— Begin —

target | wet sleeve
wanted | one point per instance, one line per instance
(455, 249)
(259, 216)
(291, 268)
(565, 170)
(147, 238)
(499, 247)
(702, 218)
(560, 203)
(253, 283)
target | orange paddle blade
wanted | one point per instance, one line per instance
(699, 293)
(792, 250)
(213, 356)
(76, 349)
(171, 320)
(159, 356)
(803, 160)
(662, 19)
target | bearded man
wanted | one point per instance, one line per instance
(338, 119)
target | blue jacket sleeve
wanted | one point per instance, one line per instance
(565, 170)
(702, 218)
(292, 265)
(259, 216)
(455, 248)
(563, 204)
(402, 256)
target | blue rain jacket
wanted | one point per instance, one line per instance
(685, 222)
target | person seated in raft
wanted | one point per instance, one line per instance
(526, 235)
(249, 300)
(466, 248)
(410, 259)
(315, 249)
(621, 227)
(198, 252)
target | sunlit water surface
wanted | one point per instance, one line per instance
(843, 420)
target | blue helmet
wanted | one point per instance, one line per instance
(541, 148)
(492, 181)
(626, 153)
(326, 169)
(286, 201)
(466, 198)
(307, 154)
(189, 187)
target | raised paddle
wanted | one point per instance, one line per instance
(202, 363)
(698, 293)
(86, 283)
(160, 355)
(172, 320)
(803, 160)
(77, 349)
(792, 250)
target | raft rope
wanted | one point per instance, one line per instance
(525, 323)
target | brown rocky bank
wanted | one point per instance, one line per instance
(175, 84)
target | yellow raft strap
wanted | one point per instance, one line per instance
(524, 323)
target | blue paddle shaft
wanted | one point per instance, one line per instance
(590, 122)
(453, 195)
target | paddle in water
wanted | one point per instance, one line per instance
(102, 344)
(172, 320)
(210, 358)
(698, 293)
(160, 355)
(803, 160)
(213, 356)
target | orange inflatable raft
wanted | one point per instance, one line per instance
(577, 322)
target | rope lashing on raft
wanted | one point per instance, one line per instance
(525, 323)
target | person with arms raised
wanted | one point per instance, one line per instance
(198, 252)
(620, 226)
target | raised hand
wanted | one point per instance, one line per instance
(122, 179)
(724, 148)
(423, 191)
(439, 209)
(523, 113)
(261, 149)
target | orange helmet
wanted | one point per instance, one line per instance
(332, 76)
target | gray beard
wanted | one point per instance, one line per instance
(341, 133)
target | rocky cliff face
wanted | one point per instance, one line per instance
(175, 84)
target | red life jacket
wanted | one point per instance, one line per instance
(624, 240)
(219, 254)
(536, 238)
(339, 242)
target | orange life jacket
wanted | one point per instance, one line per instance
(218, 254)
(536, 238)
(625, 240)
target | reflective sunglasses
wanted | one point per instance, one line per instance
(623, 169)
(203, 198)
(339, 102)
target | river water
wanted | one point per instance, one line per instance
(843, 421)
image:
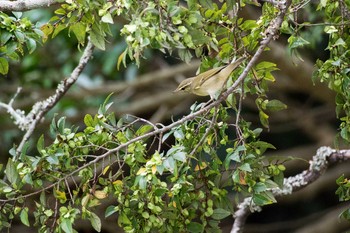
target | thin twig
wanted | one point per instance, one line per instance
(41, 108)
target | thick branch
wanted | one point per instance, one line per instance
(25, 5)
(318, 165)
(41, 108)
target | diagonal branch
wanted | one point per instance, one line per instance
(319, 164)
(41, 108)
(25, 5)
(271, 33)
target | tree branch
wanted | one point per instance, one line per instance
(41, 108)
(318, 165)
(25, 5)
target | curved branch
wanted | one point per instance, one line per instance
(270, 33)
(319, 164)
(41, 108)
(25, 5)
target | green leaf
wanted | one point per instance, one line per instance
(265, 198)
(79, 30)
(97, 38)
(107, 18)
(245, 167)
(4, 37)
(31, 45)
(275, 105)
(4, 66)
(220, 213)
(66, 225)
(264, 119)
(122, 58)
(110, 210)
(89, 121)
(195, 227)
(11, 172)
(24, 217)
(95, 222)
(206, 3)
(180, 156)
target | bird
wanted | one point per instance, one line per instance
(209, 82)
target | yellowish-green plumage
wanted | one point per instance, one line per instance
(209, 82)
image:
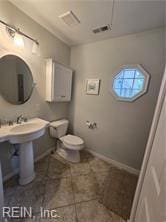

— End —

Task: Find every line in the records above that contains the string "orange", and copy each of those lines in full.

Final answer:
target | orange paddle blade
target | orange inflatable raft
target | orange helmet
target | orange life jacket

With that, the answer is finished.